§ **Source extract**:
August 26th, 2011 12:10 am by Amanda Marsh

They’re sweet, spongy and a bit messy, but when it comes to fair foods, funnel cakes are a delicacy.
“What would a fair be without a funnel cake?” said Tammy Hert, who fries up the plate-size piles of goodness at Emma’s Funnel Cakes. The portable stand is part of the James H. Drew Exposition, the company that provides the carnival at the Appalachian Fair. Hert and four others, including manager Becky Graybeal, work in the small space adorned with colorful flags and lights. They spend nine months out of the year traveling from place to place to sell what they say are the tastiest funnel cakes around.
“Of course everybody’s going to say this, but I do believe ours are the best,” Hert said. “We put love and pride into what we do. I enjoy my job tremendously. It’s an honest living and I like to be a people pleaser.”
To further delight the taste buds of customers, Emma’s Funnel Cakes offers toppings in addition to the traditional powdered sugar. Chocolate syrup, strawberries and cinnamon sugar are just a few of the options. Before the mouth-watering finished product makes it into the hands of fairgoers, Hert pours the batter into metal rings sitting in 400-degree oil. She can fry 14 to 16 cakes at a time.
“You’ve got to be able to handle the heat,” Hert said. “When we get really busy, we start bumping and knocking each other and we can’t say we’re sorry all the time, but they know that we don’t mean it when we bump into one another. We get a little crowded in here sometimes. When someone buys five funnel cakes, four lemonades and two corndogs, we’re all running and grabbing and snatching to get people what they ordered.”
The batter is made from a special funnel cake mix that is ordered in bulk. Because Hert and the crew never know if they will sell 50 or 500, they stay prepared for big business. Coffee creamer or vanilla, plus water and the mix, forms the batter. It has a sweetness that sometimes doesn’t even need powdered sugar, Hert said.

Data items
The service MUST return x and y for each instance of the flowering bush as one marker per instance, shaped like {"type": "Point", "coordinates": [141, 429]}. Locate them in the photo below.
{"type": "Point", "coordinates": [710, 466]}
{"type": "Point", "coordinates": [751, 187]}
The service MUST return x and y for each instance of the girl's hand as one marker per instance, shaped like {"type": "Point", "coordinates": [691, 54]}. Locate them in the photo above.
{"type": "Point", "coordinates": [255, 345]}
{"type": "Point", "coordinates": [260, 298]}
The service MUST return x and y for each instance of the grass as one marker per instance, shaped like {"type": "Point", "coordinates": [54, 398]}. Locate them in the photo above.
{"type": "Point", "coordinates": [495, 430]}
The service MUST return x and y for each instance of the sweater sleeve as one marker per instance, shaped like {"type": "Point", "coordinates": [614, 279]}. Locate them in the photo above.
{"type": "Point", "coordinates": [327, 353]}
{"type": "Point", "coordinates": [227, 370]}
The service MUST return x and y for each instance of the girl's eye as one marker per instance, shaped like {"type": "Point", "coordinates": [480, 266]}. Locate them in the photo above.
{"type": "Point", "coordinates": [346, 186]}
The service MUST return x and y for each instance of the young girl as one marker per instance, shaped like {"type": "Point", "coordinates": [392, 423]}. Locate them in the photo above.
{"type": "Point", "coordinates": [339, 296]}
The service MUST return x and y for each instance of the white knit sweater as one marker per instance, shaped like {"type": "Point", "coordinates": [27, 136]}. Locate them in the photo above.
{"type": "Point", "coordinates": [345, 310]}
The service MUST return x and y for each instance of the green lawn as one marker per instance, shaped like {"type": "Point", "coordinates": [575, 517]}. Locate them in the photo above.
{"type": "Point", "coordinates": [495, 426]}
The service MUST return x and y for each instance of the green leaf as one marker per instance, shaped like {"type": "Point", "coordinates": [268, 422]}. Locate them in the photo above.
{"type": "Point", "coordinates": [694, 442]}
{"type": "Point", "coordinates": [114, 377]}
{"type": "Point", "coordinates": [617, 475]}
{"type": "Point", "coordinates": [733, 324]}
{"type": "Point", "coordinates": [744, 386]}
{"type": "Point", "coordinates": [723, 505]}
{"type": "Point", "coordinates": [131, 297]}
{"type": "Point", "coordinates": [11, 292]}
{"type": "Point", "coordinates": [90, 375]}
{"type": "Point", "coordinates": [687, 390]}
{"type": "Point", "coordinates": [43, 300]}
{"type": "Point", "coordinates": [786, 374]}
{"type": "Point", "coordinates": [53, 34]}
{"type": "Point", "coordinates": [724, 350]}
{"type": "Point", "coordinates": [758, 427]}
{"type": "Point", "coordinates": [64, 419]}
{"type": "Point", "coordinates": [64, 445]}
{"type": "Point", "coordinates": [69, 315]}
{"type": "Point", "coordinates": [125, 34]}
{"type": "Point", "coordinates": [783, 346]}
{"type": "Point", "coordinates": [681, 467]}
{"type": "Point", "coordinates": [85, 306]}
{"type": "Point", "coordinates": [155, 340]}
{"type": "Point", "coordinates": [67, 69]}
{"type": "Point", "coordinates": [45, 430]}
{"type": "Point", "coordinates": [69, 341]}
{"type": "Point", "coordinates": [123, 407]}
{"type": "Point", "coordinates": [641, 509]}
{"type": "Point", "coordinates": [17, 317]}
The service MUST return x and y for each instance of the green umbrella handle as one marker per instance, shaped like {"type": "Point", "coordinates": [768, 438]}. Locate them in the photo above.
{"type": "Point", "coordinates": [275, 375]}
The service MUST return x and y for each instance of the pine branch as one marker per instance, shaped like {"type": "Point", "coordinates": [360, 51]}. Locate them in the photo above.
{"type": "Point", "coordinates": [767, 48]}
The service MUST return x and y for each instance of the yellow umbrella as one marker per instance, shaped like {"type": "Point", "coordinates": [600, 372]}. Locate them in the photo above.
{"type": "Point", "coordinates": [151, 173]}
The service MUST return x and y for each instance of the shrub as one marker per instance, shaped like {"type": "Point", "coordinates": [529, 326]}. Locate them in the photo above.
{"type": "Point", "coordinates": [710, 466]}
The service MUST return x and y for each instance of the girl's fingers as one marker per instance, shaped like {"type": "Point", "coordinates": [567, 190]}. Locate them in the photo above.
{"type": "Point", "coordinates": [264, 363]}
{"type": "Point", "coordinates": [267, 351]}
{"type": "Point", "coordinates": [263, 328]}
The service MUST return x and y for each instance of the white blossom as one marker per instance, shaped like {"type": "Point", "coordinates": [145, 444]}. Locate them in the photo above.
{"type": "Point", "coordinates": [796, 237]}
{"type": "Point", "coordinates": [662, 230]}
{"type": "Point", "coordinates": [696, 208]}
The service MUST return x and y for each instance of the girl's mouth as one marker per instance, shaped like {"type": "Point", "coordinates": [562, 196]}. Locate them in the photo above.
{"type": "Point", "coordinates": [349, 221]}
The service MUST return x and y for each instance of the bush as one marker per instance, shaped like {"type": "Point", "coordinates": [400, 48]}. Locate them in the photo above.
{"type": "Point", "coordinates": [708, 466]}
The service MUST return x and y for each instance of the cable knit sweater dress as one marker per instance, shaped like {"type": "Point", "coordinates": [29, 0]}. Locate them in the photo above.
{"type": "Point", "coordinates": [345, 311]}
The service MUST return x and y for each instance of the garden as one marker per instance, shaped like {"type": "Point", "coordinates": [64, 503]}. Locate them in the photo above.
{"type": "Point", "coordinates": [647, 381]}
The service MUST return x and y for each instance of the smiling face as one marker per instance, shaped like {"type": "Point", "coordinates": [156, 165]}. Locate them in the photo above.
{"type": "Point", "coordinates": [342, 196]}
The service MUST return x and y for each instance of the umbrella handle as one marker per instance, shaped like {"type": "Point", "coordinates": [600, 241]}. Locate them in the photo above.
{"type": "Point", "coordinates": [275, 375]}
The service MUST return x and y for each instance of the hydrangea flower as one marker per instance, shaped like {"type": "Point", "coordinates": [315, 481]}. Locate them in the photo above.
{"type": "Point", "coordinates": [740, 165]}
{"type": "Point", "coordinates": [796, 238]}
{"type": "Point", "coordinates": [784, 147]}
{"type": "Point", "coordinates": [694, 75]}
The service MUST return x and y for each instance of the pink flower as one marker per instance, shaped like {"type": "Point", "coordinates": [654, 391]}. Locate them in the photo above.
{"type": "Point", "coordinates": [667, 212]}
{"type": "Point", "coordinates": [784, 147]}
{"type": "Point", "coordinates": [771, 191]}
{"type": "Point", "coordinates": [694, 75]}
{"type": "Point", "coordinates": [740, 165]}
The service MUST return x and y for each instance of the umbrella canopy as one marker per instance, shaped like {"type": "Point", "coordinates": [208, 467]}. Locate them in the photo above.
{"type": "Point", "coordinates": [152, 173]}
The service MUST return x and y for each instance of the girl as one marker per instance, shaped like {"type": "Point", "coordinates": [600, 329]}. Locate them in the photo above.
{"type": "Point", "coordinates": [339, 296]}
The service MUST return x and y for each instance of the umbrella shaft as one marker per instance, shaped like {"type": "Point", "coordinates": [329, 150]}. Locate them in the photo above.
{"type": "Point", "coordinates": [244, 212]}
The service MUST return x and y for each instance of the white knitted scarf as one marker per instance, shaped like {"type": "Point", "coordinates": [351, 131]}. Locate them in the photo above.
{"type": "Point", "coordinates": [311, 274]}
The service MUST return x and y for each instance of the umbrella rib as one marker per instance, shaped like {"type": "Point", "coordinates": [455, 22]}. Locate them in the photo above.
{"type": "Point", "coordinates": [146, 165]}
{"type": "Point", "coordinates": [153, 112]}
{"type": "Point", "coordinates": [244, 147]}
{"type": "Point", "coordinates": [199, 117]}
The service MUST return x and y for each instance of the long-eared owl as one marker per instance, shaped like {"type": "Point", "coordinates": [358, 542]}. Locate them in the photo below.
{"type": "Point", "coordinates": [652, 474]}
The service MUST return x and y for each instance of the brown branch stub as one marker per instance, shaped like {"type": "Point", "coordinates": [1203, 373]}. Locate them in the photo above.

§ **Task requirements**:
• A. Print the part of the funnel cake article from "The batter is" up to and including "sugar, Hert said.".
• B. According to the funnel cake article, how hot is the oil that Hert pours the batter into?

§ **Responses for each task**:
• A.
The batter is made from a special funnel cake mix that is ordered in bulk. Because Hert and the crew never know if they will sell 50 or 500, they stay prepared for big business. Coffee creamer or vanilla, plus water and the mix, forms the batter. It has a sweetness that sometimes doesn’t even need powdered sugar, Hert said.

• B. 400 degrees